# Instruções e requisitos
Continue o relato sobre o Ford Maverick 1974 a partir da última frase apresentada, mantendo o mesmo tom.

# Documento

Olá! Me chamo Arthur Episcopo e me sinto honrado de escrever sobre eu e meu Barulhento aqui para vocês. Trata-se de um Ford Maverick Super Luxo 4 portas, ano 1974, que adquiri há pouco menos de três anos, em abril de 2011.
Bem, vamos começar com a minha história e paixão por carros e os “enferrujados” em geral… eu praticamente nasci dentro do Dodginho Polara de meu pai, como mostra a foto abaixo.
Logo depois vieram os grandes Ford: primeiro um Galaxie LTD que minha família (não os apedrejem mais do que eu já fiz!) usava de picape para transportar material para a obra em uma casa que construímos. Lembrem-se, no começo dos anos 1980 esses carros eram praticamente dados a quem se dispusesse a adotá-los – este LTD custou o equivalente a 36 pizzas na época. Pizzas? Sim, convertemos o valor em uma “moeda” que consumíamos muito – ao menos, era uma referência razoavelmente concreta em tempos de inflação exponencial.

# Dados fornecidos
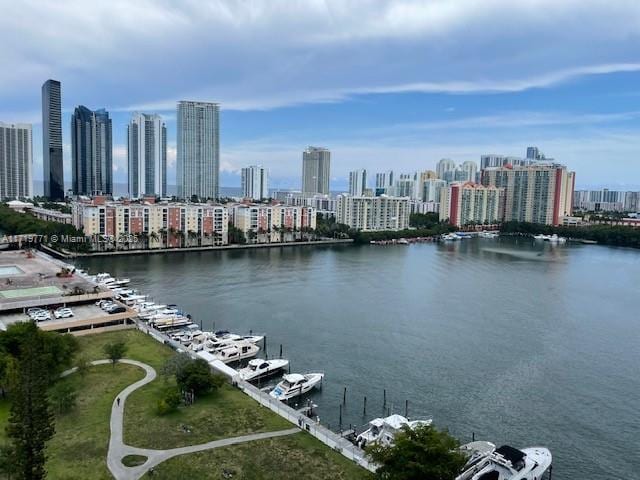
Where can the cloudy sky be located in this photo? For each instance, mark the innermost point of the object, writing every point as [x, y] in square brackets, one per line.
[384, 84]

# Resposta esperada
Em 1982, após o Galaxie ter sido usado até literalmente se acabar, meu pai chegou em casa num belo dia com um Maverick Super cupê 1974, com motor seis cilindros em linha… Foi paixão à primeira vista! O carro era amarelo canário, com as faixas e o capô do GT fase I, com aquelas incríveis presilhas funcionais!
Aliás, devo dizer que o ano 1974 é bem recorrente lá em casa: o Dodginho de meu pai era 1974, o LTD era 1974, o primeiro Maverick era 1974, o atual também, e eu também sou ano e modelo 1974! Sou apenas dois meses mais antigo que meu Maverick atual, que foi fabricado em março (de acordo com o número de série) e vendido em abril – informação presente no recibo de retirada da concessionária, uma preciosidade que veio junto com o manual do proprietário.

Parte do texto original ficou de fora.